— start Source excerpt —
To get the address is just a matter of pointer arithmetic:
addr = vals+res
Anyway, this should give a branchless code :) I am curious to see if it will be faster or not!
Upvotes: 2
Reputation: 21936
I’m not sure how faster it gonna get if at all, but here’s manually vectorized AVX2 version of your function.
uint64_t* flatmap_avx2( const uint64_t* keys, uint64_t* vals, uint64_t key, uint64_t max_size )
{
const __m256i needle = _mm256_set1_epi64x( (int64_t)key );
const uint64_t* const keysEnd = keys + max_size;
const uint64_t* const keysEndAligned = keys + ( max_size / 4 ) * 4;
for( ; keys < keysEndAligned; keys += 4, vals += 4 )
{
__m256i src = _mm256_loadu_si256( ( const __m256i* )keys );
__m256i eq = _mm256_cmpeq_epi64( needle, src );
uint32_t mask = (uint32_t)_mm256_movemask_epi8( eq );
if( 0 == mask )
continue;
uint32_t byteIndex = _tzcnt_u32( mask );
// The index is multiple of 8, in assembly all addresses expressed in bytes,
// yet adding pointers in C adds elements not bytes, that's why casting
return (uint64_t*)( ( (uint8_t*)vals ) + byteIndex );
}
for( ; keys < keysEnd; keys++, vals++ )
if( *keys == key )
return vals;
return nullptr;
}
If you're building this with VC++, ideally add #pragma loop( no_vector )
before the second for
loop in the function.
Similarly, if you’re building with gcc or clang, ideally add __attribute__((optimize("no-tree-vectorize")))
before the whole function.
Without these compiler-specific shenanigans, compilers may decide to automatically vectorize the second for
loop with the remainder, inflating the code for no good reason.
Another performance-related thing. If you can, align your keys pointer by 32 bytes, will become slightly faster.
Upvotes: 5
— end Source excerpt —
— start Recorded information —
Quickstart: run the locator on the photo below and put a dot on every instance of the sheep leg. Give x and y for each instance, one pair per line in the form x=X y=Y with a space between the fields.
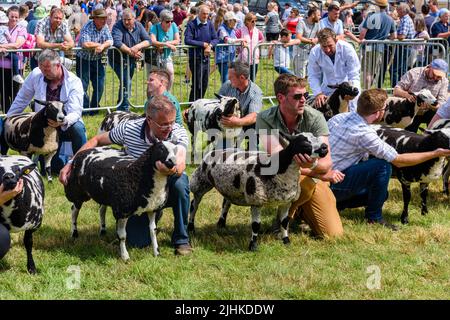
x=223 y=215
x=283 y=217
x=152 y=226
x=406 y=189
x=102 y=213
x=75 y=212
x=256 y=225
x=424 y=195
x=28 y=242
x=122 y=235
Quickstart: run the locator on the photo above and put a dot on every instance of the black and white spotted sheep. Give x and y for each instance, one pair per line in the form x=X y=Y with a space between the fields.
x=113 y=119
x=254 y=179
x=400 y=112
x=129 y=186
x=29 y=133
x=25 y=211
x=405 y=142
x=338 y=101
x=205 y=114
— end Recorded information —
Your tasks:
1: From the AVX2 lookup excerpt, repeat the passage word for word. Begin at the words "To get the address" and stop after "vals += 4 )".
2: Using the AVX2 lookup excerpt, answer each question briefly:
(a) Which pragma does it suggest adding when building with VC++?
(b) What does the function return if no key matches?
(c) To how many bytes should the keys pointer be aligned?
3: List every function with a name starting with an underscore that the code in the AVX2 lookup excerpt calls.

Answers by task:
1:
To get the address is just a matter of pointer arithmetic:
addr = vals+res
Anyway, this should give a branchless code :) I am curious to see if it will be faster or not!
Upvotes: 2
Reputation: 21936
I’m not sure how faster it gonna get if at all, but here’s manually vectorized AVX2 version of your function.
uint64_t* flatmap_avx2( const uint64_t* keys, uint64_t* vals, uint64_t key, uint64_t max_size )
{
const __m256i needle = _mm256_set1_epi64x( (int64_t)key );
const uint64_t* const keysEnd = keys + max_size;
const uint64_t* const keysEndAligned = keys + ( max_size / 4 ) * 4;
for( ; keys < keysEndAligned; keys += 4, vals += 4 )

2:
(a) #pragma loop( no_vector )
(b) nullptr
(c) 32 bytes

3:
_mm256_set1_epi64x
_mm256_loadu_si256
_mm256_cmpeq_epi64
_mm256_movemask_epi8
_tzcnt_u32